[Exercise aim]
Write out every line of the material below without changing a single character, and leave the pictures out of your answer.

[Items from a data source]
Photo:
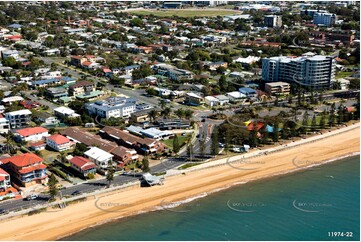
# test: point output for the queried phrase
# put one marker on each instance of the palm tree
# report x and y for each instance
(166, 112)
(162, 104)
(10, 143)
(110, 174)
(153, 114)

[Result for this task]
Photo:
# test: point output for the queried phrase
# put one marker on each instance of the palm tree
# report x and y for each instance
(166, 112)
(162, 104)
(10, 143)
(110, 174)
(153, 114)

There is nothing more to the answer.